[Exercise directions]: The answer must be every line of the records below that contains the word "output", copied out.

(Spatial localization data)
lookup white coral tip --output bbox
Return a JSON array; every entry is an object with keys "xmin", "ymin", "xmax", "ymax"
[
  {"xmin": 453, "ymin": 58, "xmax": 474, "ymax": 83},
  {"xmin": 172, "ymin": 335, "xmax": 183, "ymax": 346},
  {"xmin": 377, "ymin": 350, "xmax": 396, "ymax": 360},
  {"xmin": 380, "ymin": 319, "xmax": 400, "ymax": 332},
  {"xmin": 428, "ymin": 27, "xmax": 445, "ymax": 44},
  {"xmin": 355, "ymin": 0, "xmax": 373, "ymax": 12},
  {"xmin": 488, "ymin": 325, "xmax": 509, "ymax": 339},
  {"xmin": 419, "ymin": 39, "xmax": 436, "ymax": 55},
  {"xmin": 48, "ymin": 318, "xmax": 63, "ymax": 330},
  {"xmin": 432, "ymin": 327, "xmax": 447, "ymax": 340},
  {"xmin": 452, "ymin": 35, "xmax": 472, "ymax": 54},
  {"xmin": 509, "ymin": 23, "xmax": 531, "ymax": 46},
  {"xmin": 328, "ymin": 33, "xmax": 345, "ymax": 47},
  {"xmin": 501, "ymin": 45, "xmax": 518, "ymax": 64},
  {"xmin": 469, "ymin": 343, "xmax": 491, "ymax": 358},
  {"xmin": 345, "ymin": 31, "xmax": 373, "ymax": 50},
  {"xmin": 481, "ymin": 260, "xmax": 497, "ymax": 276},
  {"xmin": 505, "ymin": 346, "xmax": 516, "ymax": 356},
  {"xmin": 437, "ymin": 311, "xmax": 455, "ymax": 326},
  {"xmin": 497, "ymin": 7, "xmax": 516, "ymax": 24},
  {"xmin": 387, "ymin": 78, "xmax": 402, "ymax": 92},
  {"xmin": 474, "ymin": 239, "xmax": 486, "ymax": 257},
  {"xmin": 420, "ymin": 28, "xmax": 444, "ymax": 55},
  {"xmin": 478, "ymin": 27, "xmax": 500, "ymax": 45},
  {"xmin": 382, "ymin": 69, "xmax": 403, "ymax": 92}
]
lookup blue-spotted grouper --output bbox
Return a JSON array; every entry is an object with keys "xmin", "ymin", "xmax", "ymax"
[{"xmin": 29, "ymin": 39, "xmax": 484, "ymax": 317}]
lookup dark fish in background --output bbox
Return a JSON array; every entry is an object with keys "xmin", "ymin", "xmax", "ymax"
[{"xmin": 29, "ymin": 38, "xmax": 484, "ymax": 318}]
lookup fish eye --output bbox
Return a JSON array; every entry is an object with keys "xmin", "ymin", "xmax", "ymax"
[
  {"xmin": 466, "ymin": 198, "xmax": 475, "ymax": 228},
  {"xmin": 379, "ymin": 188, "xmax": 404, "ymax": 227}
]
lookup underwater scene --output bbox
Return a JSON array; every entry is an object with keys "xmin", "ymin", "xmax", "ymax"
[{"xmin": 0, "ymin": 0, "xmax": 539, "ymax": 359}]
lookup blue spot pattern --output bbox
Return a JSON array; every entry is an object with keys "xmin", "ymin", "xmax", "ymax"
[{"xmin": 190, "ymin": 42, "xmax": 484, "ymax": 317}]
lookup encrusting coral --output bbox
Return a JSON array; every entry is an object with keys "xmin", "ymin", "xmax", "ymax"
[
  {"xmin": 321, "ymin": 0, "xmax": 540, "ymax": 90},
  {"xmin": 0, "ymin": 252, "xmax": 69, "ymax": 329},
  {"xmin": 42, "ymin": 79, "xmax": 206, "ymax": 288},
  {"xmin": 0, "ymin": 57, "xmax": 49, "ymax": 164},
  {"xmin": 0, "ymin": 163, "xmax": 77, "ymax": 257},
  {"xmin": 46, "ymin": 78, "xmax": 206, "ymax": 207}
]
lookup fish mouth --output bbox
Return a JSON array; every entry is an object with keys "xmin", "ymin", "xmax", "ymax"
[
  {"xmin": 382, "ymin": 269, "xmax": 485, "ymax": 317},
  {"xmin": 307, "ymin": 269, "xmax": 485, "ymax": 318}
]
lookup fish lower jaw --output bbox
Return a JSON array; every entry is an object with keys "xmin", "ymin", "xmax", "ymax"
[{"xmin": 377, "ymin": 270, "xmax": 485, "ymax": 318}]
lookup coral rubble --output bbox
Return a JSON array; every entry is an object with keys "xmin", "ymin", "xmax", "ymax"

[The answer]:
lookup white coral tip --output bbox
lookup blue-spotted grouper --output bbox
lookup dark fish in background --output bbox
lookup fish eye --output bbox
lookup underwater scene --output bbox
lookup blue spot pattern --output bbox
lookup encrusting coral --output bbox
lookup fish mouth --output bbox
lookup fish lower jaw --output bbox
lookup coral rubble --output bbox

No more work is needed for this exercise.